◆ **AIM OF THE EXERCISE**
To complete the exercise, repeat every record exactly as it stands.

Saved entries
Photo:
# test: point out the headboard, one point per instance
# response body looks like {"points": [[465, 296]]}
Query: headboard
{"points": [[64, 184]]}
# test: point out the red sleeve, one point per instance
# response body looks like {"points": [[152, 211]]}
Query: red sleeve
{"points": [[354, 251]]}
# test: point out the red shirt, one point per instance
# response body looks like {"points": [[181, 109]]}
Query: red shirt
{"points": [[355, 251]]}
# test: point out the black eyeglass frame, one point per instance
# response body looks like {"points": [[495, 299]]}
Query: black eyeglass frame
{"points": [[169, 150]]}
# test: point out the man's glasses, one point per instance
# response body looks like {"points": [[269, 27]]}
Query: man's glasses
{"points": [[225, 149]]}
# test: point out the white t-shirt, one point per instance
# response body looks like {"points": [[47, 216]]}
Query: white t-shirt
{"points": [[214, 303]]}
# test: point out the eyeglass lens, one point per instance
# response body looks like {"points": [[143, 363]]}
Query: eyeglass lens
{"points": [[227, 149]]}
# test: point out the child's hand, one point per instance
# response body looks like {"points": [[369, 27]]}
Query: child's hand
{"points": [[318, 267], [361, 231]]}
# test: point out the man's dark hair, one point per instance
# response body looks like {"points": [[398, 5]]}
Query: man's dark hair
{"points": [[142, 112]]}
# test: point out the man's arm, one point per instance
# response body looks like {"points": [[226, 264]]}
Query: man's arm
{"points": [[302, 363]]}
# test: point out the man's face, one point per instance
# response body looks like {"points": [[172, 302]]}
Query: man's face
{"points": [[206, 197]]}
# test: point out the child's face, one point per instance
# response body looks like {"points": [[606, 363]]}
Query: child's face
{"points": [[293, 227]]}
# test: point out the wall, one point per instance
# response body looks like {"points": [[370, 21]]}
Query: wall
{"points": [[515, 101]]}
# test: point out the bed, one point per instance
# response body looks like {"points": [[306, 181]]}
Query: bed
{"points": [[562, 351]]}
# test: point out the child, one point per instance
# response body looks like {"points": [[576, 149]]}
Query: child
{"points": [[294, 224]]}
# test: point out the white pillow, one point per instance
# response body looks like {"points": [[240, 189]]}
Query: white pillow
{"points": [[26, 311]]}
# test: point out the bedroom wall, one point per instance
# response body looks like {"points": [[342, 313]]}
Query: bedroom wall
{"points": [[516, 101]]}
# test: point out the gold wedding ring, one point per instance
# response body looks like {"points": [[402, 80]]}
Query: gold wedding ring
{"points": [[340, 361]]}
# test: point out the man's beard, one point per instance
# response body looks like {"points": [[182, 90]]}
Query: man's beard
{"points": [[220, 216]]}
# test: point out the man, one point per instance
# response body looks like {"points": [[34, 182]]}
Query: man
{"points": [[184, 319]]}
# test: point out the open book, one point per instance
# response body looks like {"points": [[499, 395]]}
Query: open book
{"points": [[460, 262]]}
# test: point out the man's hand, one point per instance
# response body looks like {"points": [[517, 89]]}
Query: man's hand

◆ **RESULT**
Photo:
# test: point out the headboard, one point per instance
# response body looks like {"points": [[465, 296]]}
Query: headboard
{"points": [[64, 184]]}
# test: point out the red sleeve, one point per instance
# response body looks like {"points": [[152, 211]]}
Query: red sleeve
{"points": [[354, 251]]}
# test: point out the red shirt, one point per instance
# response body looks like {"points": [[181, 109]]}
Query: red shirt
{"points": [[355, 251]]}
# test: point out the black eyeglass frame, one point per instance
# response body looks like {"points": [[495, 299]]}
Query: black eyeglass frame
{"points": [[169, 150]]}
# test: point out the man's glasses, one point per instance
# response body looks like {"points": [[269, 27]]}
Query: man's glasses
{"points": [[225, 149]]}
# test: point out the white t-shirt, one point per instance
# response body looks like {"points": [[47, 216]]}
Query: white t-shirt
{"points": [[214, 303]]}
# test: point out the eyeglass lens, one point per instance
# response body looks like {"points": [[143, 363]]}
Query: eyeglass lens
{"points": [[227, 149]]}
# test: point out the child's hand, one point per instance
# response body looks like {"points": [[369, 27]]}
Query: child's hand
{"points": [[318, 267], [361, 231]]}
# test: point out the man's dark hair, one point per instance
# response body looks like {"points": [[398, 5]]}
Query: man's dark hair
{"points": [[142, 112]]}
# test: point out the man's arm, one point per instance
# response body looks like {"points": [[226, 264]]}
Query: man's arm
{"points": [[302, 363]]}
# test: point out the man's face, one point per instance
# response body looks like {"points": [[172, 302]]}
Query: man's face
{"points": [[206, 197]]}
# test: point out the child's face, one point per instance
# response body looks like {"points": [[606, 363]]}
Query: child's face
{"points": [[293, 227]]}
# test: point out the wall, one point per instance
# response body looks like {"points": [[370, 21]]}
Query: wall
{"points": [[515, 101]]}
# test: point out the bed, one point per instance
# response body looks like {"points": [[306, 181]]}
Query: bed
{"points": [[562, 351]]}
# test: point out the child, one point per instance
# response body looks like {"points": [[576, 149]]}
Query: child
{"points": [[294, 224]]}
# test: point out the white pillow, one point per instance
# response body looks like {"points": [[240, 189]]}
Query: white pillow
{"points": [[26, 311]]}
# test: point out the bedroom wall, one point per instance
# response body looks like {"points": [[342, 313]]}
Query: bedroom wall
{"points": [[516, 101]]}
# test: point out the gold wedding ring, one point per instance
# response body looks like {"points": [[402, 80]]}
Query: gold wedding ring
{"points": [[340, 361]]}
# test: point out the man's beard, one point per instance
# response body looks like {"points": [[182, 90]]}
Query: man's beard
{"points": [[220, 216]]}
# test: point out the man, one point per instance
# response body looks like {"points": [[34, 182]]}
Query: man
{"points": [[184, 319]]}
# test: point out the open book, one point per instance
# response body looks like {"points": [[499, 395]]}
Query: open book
{"points": [[460, 262]]}
# test: point out the man's hand, one point per instance
# response body looks like {"points": [[517, 89]]}
Query: man's hand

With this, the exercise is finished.